» 課題文:
タイトル■叫ぶ奇人の怪
書き手 ■ヘドロ岡林
これはノンフィクションである。
叫ぶ奇人……、この怪物は実在する!
不夜城・新宿大久保に生息する
このミステリアスな怪物の正体に迫るべく
取材を重ね、その様子をリアルタイムで
報告していくのが、この企画の主旨だ。
繰り返す。“この怪物は実在する”!!
>バックナンバー◇◇ 第二十四話 ◇◇
世界各国「バァ〜ッ!」の意味調査
アジア・中東各国「叫べば“バァ〜ッ!”になりうる」単語集【韓国語】
(発音) (意味)
ボア …………………… ほら(注意をうながす時に使う「ほら」)
ボァ …………………… 見る【タイ語】
バーツ ………………… 通貨の名称(Bhat)
バ〜 …………………… 馬鹿【中国語】
該当する単語はナシ【フィリピン/タガログ語】
バー …………………… でしょ?【パキスタン語】
バッバ ………………… お父さん【トルコ語】
バール ………………… テーブルカウンター、はかり(計量器)大久保に住んでいると、外国人と接する機会は数多い。
本国人経営のエスニック料理屋はあまたあるし、
寿司、蕎麦など和食の出前を取っても運んでくるのはほとんど外国人。
街を歩けばアジアンエステのキャッチガールから盛んに声をかけられるし、
ひとたびホテル街へと足を踏み入れれば
各国の娼婦から「アソビ、イク?」と誘惑される。
そんな日常の中で、俺は時折、彼ら彼女らに聞き込み調査をしていたのだ。

» データ:

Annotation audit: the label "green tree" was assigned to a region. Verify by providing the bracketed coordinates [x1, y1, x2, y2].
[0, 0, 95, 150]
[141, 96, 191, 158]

» 練習問題:
• 1. 課題文の筆者が外国人と接する機会が多いのはなぜか。課題文に書かれている事情を、一文から三文で説明せよ。
• 2. 課題文から、「ボァ …………………… 見る【タイ語】」で始まり「そんな日常の中で、俺は時折、彼ら彼女らに聞き込み調査をしていたのだ。」で終わる部分を、一字も変えずに書き写せ。
上のデータの行は、解答には必要ない。

» 解答:
• 1. 筆者が大久保に住んでいるからである。大久保には本国人が経営するエスニック料理屋が多くある。寿司や蕎麦の出前を運んでくるのもほとんどが外国人で、街ではアジアンエステのキャッチガールに声をかけられ、ホテル街では各国の娼婦に誘われる。

• 2.
ボァ …………………… 見る【タイ語】
バーツ ………………… 通貨の名称(Bhat)
バ〜 …………………… 馬鹿【中国語】
該当する単語はナシ【フィリピン/タガログ語】
バー …………………… でしょ?【パキスタン語】
バッバ ………………… お父さん【トルコ語】
バール ………………… テーブルカウンター、はかり(計量器)大久保に住んでいると、外国人と接する機会は数多い。
本国人経営のエスニック料理屋はあまたあるし、
寿司、蕎麦など和食の出前を取っても運んでくるのはほとんど外国人。
街を歩けばアジアンエステのキャッチガールから盛んに声をかけられるし、
ひとたびホテル街へと足を踏み入れれば
各国の娼婦から「アソビ、イク?」と誘惑される。
そんな日常の中で、俺は時折、彼ら彼女らに聞き込み調査をしていたのだ。